**Поставленная задача A:** Почему, по объяснению EQUIP в ветке форума о колесах для Хавка100, в статье Гены Касяненко колеса названы «худыми»? Ответьте в одном–трех предложениях.
======== Фрагмент документа
# Моделизм > Моделизм: Авиация >  EQUIPAGE news

## EQUIP

http://vif2ne.ru/smf/forum/0/co/145467.htm

----------


## Oleg

а расскажите пож-ста про колеса для Хавка100
http://forum.airforce.ru/viewtopic.php?t=307
http://modelism.airforce.ru/reviews/...k100/index.htm
правда ли Ваши меньше чем нужно или это резинщики переразмерили?

----------


## An-Z

2EQUIP: А где нибудь можно посмотреть, что Вы выпускаете вообще?  Для 1/72..

----------


## Kasatka

в Барахолке на Румоделизме посмотри =)

----------


## Oleg

на рюме наверно не все, есть же и у производителя прайс
у меня старый

----------


## EQUIP

> а расскажите пож-ста про колеса для Хавка100
> http://forum.airforce.ru/viewtopic.php?t=307
> http://modelism.airforce.ru/reviews/...k100/index.htm
> правда ли Ваши меньше чем нужно или это резинщики переразмерили?


Мое почтение!
По поводу статьи Гены Касяненко в МХ в личном разговоре выяснилось, что он имел ввиду визуальный эффект от соотношения размеров деталей стоек и размеров колес, не более того. Т.е. неудачная формулировка - под рукой нет журнала, но там сказано что-то близкое к следующему: "по сравнению со стойками, колеса выглядят "худыми"". Стойки сделаны на наш взгляд очень толстыми и грубыми. Колеса из того комплекта я не держал в руках и не мерял - ничего конкретного не скажу.
По поводу размеров наших колес:
По каталогам Michelin & Good Year имеем следующие данные -
основные колеса:
типоразмер 6,50-10  -   по табличным данным диапазон габаритов пневматика при номинальном давлении составляет 22,1"-21,35" (наружный диаметр) и 6,65"-6,25" (ширина профиля). В 1/48 это составляет 11,69-11,3 мм и 3,52-3,31 мм.
Размер нашего комплекта 11,4х3,3 мм (в мин. допустимых пределах).
носовое колесо:
типоразмер 16х4,4  -   по табличным данным диапазон габаритов пневматика при номинальном давлении составляет 16"-15,5" (наружный диаметр) и 4,45"-4,15" (ширина профиля). В 1/48 это составляет 8,47-8,2 мм и 2,35-2,19 мм.
Размер нашего комплекта 8,2х2,2 мм (в мин. допустимых пределах).
Единственно, наша резина не такая "квадратная", как хотелось бы.
Параметры нашего комплекта связаны только лишь с применением уже производящейся резины - но он полностью соответствует параметрам оригинала.
Добавлю, что при собственноручных обмерах колес наших производителей выяснилось, что габариты отличаются в меньшую сторону от типоразмера на шинах примерно на 20-40 мм.

----------


## EQUIP

> 2EQUIP: А где нибудь можно посмотреть, что Вы выпускаете вообще?  Для 1/72..


Наиболее полный каталог представлен на http://www.aerotechnics.ru/Catalog.aspx

----------


## An-Z

спасибо!

----------


## EQUIP

В связи с тем, что картинка Ан-26 ушла из копилки ДиШа, выкладываю вновь.
================
======== Извлеченный материал
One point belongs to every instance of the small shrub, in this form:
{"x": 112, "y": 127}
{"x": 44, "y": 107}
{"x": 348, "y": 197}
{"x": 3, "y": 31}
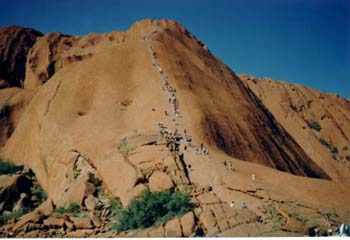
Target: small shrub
{"x": 5, "y": 111}
{"x": 38, "y": 191}
{"x": 124, "y": 148}
{"x": 331, "y": 148}
{"x": 334, "y": 151}
{"x": 73, "y": 208}
{"x": 314, "y": 125}
{"x": 14, "y": 215}
{"x": 324, "y": 142}
{"x": 273, "y": 215}
{"x": 8, "y": 168}
{"x": 152, "y": 209}
{"x": 294, "y": 215}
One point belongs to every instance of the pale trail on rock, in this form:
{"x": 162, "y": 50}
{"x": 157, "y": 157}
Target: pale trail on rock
{"x": 177, "y": 128}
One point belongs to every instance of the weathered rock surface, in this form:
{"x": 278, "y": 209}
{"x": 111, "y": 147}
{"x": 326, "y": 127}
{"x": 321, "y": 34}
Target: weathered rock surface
{"x": 15, "y": 43}
{"x": 160, "y": 181}
{"x": 309, "y": 116}
{"x": 173, "y": 228}
{"x": 81, "y": 223}
{"x": 188, "y": 224}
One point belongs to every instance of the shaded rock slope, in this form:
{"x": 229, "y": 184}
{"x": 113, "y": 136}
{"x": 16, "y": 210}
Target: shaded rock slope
{"x": 319, "y": 122}
{"x": 152, "y": 108}
{"x": 15, "y": 43}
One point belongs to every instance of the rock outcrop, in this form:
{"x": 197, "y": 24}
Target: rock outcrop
{"x": 151, "y": 108}
{"x": 15, "y": 43}
{"x": 319, "y": 122}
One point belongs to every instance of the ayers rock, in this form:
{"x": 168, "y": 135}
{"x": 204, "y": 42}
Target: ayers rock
{"x": 87, "y": 108}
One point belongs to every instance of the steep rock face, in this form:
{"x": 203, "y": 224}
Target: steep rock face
{"x": 83, "y": 107}
{"x": 320, "y": 123}
{"x": 54, "y": 51}
{"x": 222, "y": 110}
{"x": 15, "y": 43}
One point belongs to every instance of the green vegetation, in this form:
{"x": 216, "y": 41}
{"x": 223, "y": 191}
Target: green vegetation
{"x": 152, "y": 209}
{"x": 8, "y": 168}
{"x": 13, "y": 215}
{"x": 124, "y": 148}
{"x": 330, "y": 214}
{"x": 38, "y": 191}
{"x": 73, "y": 208}
{"x": 314, "y": 125}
================
**Поставленная задача B:** Какие строки записей содержат слово «weathered»? Выпишите их все с учетом регистра.

**Ответ A:** Касяненко имел в виду лишь визуальный эффект от соотношения размеров деталей стоек и размеров колес. Стойки, по мнению EQUIP, сделаны очень толстыми и грубыми, поэтому рядом с ними колеса выглядят «худыми».

**Ответ B:**
One point belongs to every instance of the weathered rock surface, in this form:
Target: weathered rock surface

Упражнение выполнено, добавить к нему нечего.